## GOAL OF THE EXERCISE
Below is a set of records; restate each one word for word.

++++++++

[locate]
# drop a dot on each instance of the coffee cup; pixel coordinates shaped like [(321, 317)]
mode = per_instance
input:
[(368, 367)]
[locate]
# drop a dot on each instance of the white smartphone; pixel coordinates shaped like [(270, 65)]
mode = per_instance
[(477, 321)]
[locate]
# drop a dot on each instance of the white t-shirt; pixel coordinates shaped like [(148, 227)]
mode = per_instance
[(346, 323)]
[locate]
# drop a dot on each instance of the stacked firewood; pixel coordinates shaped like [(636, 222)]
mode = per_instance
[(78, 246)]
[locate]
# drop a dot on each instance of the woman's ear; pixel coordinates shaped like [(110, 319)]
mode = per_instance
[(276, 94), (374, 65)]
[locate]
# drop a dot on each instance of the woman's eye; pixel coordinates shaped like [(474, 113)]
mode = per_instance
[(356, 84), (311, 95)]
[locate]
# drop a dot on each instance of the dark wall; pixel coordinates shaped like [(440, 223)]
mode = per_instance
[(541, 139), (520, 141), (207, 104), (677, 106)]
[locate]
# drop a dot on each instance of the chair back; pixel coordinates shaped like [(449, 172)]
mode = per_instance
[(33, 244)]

++++++++

## EXPECTED OUTPUT
[locate]
# drop a dot on each instance of the coffee cup; pixel coordinates shaped like [(321, 317)]
mode = per_instance
input:
[(368, 367)]
[locate]
# drop a dot on each instance of the white smartphone; pixel coordinates shaped like [(270, 65)]
mode = per_instance
[(477, 321)]
[locate]
# drop a dot on each instance of the white t-shirt; pixel coordinates shaped like [(148, 227)]
mode = per_instance
[(346, 323)]
[locate]
# drop a dot on each instance of the stacked firewood; pixel coordinates shaped like [(636, 222)]
mode = per_instance
[(78, 246)]
[locate]
# drop a dot on each instance of the woman's ear; pixel coordinates shaped like [(110, 319)]
mode = per_instance
[(276, 94), (374, 65)]
[locate]
# drop a dot on each instance of the woman's eye; pixel coordinates shaped like [(474, 113)]
mode = per_instance
[(356, 84), (311, 95)]
[locate]
# drop a dot on each instance of the dark wall; pixel coordinates shaped like [(440, 223)]
mode = per_instance
[(541, 139), (520, 141), (207, 104), (677, 106)]
[locate]
# drop a dot on each instance of the chair back; pixel coordinates shaped like [(449, 172)]
mode = per_instance
[(33, 244)]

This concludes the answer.